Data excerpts

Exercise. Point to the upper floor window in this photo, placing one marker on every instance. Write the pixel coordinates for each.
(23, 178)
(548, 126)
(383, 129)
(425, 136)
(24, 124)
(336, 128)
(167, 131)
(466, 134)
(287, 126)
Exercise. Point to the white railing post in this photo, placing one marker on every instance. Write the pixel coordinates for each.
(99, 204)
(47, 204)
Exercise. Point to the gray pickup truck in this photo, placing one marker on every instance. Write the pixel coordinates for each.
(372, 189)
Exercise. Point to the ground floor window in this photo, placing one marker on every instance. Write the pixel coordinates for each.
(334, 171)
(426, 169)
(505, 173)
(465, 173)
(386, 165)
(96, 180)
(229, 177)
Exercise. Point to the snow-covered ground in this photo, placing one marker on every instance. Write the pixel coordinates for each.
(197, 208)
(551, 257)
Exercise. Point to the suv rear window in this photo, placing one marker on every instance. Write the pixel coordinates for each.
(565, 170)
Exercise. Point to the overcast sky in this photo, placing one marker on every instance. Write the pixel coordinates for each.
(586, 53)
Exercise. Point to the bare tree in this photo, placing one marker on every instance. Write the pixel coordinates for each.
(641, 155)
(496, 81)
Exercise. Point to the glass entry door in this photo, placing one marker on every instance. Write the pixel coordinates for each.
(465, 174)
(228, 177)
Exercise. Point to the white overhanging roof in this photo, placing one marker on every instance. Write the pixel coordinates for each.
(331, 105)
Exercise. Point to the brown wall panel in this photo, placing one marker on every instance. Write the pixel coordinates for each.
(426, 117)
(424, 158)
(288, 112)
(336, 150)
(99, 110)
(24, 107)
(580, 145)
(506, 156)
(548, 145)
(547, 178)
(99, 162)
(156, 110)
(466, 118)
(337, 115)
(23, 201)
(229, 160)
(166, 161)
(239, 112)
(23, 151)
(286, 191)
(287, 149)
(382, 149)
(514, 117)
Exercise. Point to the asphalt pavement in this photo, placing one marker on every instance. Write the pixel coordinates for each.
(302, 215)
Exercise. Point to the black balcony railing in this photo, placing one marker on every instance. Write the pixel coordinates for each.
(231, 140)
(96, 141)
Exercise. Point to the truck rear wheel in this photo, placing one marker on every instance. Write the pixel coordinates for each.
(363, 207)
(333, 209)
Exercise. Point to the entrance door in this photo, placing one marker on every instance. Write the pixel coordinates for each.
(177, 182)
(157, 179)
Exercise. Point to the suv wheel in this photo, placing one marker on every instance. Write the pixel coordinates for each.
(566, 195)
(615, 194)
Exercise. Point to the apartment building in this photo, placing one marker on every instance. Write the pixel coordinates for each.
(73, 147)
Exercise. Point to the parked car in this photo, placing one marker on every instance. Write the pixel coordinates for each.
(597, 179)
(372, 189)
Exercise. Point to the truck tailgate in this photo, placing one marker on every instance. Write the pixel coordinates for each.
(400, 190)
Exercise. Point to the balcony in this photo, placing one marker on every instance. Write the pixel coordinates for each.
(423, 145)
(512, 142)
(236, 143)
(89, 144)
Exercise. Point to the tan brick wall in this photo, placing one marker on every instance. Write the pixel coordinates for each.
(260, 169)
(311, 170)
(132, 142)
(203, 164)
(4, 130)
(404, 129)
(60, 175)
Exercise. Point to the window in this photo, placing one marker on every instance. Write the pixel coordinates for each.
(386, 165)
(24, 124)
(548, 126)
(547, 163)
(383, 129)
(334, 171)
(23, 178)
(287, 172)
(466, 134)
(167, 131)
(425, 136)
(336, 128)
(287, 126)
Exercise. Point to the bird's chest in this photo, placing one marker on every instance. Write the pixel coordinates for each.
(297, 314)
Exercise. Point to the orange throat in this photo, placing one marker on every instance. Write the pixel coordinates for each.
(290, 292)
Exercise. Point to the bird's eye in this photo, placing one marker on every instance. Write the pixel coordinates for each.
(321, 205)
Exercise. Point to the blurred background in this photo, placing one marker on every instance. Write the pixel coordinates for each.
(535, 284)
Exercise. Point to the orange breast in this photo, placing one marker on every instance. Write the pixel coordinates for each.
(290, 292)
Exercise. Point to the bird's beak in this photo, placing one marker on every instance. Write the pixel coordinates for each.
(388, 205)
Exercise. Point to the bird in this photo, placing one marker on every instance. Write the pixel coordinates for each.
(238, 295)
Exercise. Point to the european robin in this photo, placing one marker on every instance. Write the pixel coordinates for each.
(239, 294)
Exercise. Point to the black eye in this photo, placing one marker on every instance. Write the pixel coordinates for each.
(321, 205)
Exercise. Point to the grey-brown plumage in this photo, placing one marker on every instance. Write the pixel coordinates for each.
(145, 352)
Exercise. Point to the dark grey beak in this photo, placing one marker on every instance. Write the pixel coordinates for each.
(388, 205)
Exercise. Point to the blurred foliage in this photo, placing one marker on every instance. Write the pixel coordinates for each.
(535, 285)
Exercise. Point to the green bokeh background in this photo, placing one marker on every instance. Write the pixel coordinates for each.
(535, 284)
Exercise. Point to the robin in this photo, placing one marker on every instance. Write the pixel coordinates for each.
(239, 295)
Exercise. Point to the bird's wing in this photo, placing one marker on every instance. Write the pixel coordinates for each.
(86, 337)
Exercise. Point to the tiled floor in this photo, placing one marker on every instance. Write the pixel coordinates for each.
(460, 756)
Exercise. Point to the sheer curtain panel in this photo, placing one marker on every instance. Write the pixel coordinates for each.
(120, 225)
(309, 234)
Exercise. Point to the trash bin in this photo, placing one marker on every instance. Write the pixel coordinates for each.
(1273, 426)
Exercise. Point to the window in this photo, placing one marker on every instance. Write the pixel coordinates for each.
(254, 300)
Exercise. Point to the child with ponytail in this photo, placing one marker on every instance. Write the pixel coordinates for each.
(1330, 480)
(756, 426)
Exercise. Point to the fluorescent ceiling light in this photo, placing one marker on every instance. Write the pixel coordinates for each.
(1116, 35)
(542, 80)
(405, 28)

# [Exercise directions]
Exactly as written above, copy every line.

# [Answer box]
Exercise. Point to the upper floor window in this photo, placing one marker on every instance. Write the pixel coordinates for each.
(23, 178)
(548, 126)
(383, 129)
(425, 136)
(24, 124)
(336, 128)
(167, 131)
(466, 134)
(287, 126)
Exercise. Point to the white railing post in this photo, placing one marker on every instance. Write the pixel coordinates for each.
(99, 204)
(47, 204)
Exercise. Point to the gray pickup truck in this photo, placing one marker on every instance. Write the pixel coordinates for each.
(372, 189)
Exercise. Point to the ground floor window in this photo, placing one marker on every instance. Write the pixel coordinates for each.
(334, 171)
(426, 169)
(505, 173)
(465, 173)
(386, 165)
(96, 180)
(229, 177)
Exercise. Point to the snow-covered ground in this photo, placing one marker on every instance. Write the pixel coordinates for each.
(197, 208)
(551, 257)
Exercise. Point to the suv rear window in this photo, placing one marker on every instance. Write the pixel coordinates for each.
(565, 170)
Exercise. Point to the overcast sky in this photo, placing one marker on every instance. Write the pixel coordinates for each.
(586, 53)
Exercise. Point to the bare tree in this photo, placing one marker on every instance. Write the pixel coordinates for each.
(641, 155)
(496, 81)
Exercise. Point to the glass entry door in this photo, placing one marker on every instance. Write the pixel coordinates for each.
(465, 174)
(228, 177)
Exercise. Point to the white overhanging roof in this photo, placing one marker on every instance. Write the pixel coordinates for each.
(331, 105)
Exercise. Point to the brown wall panel in this photo, placing one marker on every instance. Write the pixel coordinates for each.
(426, 117)
(424, 158)
(288, 112)
(336, 150)
(99, 110)
(24, 107)
(580, 145)
(506, 156)
(548, 145)
(547, 178)
(99, 162)
(156, 110)
(466, 118)
(337, 115)
(23, 201)
(229, 160)
(166, 161)
(239, 112)
(23, 151)
(286, 191)
(287, 149)
(382, 149)
(514, 117)
Exercise. Point to the asphalt pavement in this photo, placing one marker on every instance. Write the pixel coordinates for each.
(302, 215)
Exercise. Point to the black balcony railing in this photo, placing one marker on every instance. Write the pixel coordinates for each.
(231, 140)
(96, 141)
Exercise. Point to the truck rear wheel in this photo, placing one marker on every instance. Write the pixel coordinates for each.
(363, 207)
(333, 209)
Exercise. Point to the entrance door in this photo, placing one marker on every instance. Write the pixel coordinates for each.
(177, 182)
(157, 179)
Exercise. Point to the suv wheel in this photo, placing one marker on every instance. Write the pixel coordinates for each.
(566, 195)
(615, 194)
Exercise. Point to the apartment building in this photo, placing one marker on every instance. Write the pixel coordinates for each.
(73, 147)
Exercise. Point to the parked car in this photo, placing one marker on every instance. Write the pixel coordinates for each.
(597, 179)
(372, 189)
Exercise. Point to the truck tailgate in this photo, placing one marker on every instance. Write the pixel coordinates for each.
(400, 190)
Exercise. Point to the balcony in this photo, placing one marker on every instance. Write the pixel coordinates for each.
(423, 145)
(512, 142)
(236, 143)
(89, 144)
Exercise. Point to the tan brick wall in this photo, placing one marker on every instance. Write the pixel coordinates for each.
(260, 169)
(311, 170)
(132, 142)
(203, 164)
(4, 130)
(404, 129)
(60, 175)
Exercise. Point to the window in this photo, placing one marker on every instance. Write the pixel coordinates for each.
(386, 165)
(24, 124)
(548, 126)
(547, 163)
(383, 129)
(334, 171)
(23, 178)
(287, 172)
(466, 134)
(167, 131)
(425, 136)
(336, 128)
(287, 126)
Exercise. Point to the bird's chest in this photo, placing one marker on every instance. Write the pixel coordinates for each.
(297, 314)
Exercise. Point to the orange throat in this photo, placing one marker on every instance. Write the pixel coordinates for each.
(290, 292)
Exercise. Point to the bird's eye in this photo, placing one marker on every instance. Write the pixel coordinates for each.
(321, 205)
Exercise. Point to the blurred background in this photo, placing one marker on every instance. Write the pixel coordinates for each.
(535, 284)
Exercise. Point to the orange breast in this photo, placing one marker on every instance. Write the pixel coordinates for each.
(290, 292)
Exercise. Point to the bird's beak in this photo, placing one marker on every instance. Write the pixel coordinates for each.
(388, 205)
Exercise. Point to the bird in this photo, placing one marker on every instance. Write the pixel coordinates for each.
(238, 295)
Exercise. Point to the european robin in this photo, placing one marker on every instance. Write the pixel coordinates for each.
(239, 294)
Exercise. Point to the black eye in this photo, placing one marker on every instance. Write the pixel coordinates for each.
(321, 205)
Exercise. Point to the grey-brown plumage in this photo, placing one marker on every instance. Write the pixel coordinates for each.
(145, 352)
Exercise. Point to the dark grey beak in this photo, placing one marker on every instance. Write the pixel coordinates for each.
(388, 205)
Exercise. Point to the blurred foliage in this photo, placing one marker on every instance. Write the pixel coordinates for each.
(535, 285)
Exercise. Point to the green bokeh background in this photo, placing one marker on every instance. Write the pixel coordinates for each.
(535, 284)
Exercise. Point to the robin in this photo, placing one marker on every instance. Write the pixel coordinates for each.
(239, 295)
Exercise. Point to the bird's wing in this photo, placing one marker on every instance. Write the pixel coordinates for each.
(86, 337)
Exercise. Point to the tiled floor in this photo, placing one marker on every instance. Write the pixel coordinates for each.
(460, 756)
Exercise. Point to the sheer curtain panel in this photo, placing one marker on every instance. Write the pixel coordinates for each.
(120, 225)
(309, 234)
Exercise. Point to the trash bin in this photo, placing one marker on every instance. Write the pixel coordinates for each.
(1273, 426)
Exercise. Point to the window in this photo, placing one marker on every instance. Write the pixel coordinates for each.
(254, 300)
Exercise. Point to the child with ponytail in this photo, placing one marker on every instance. Write the pixel coordinates for each.
(1330, 480)
(756, 426)
Exercise. Point to the fluorescent ceiling light in this photo, placing one marker on every instance. Write the pixel coordinates for each.
(1116, 35)
(542, 80)
(405, 28)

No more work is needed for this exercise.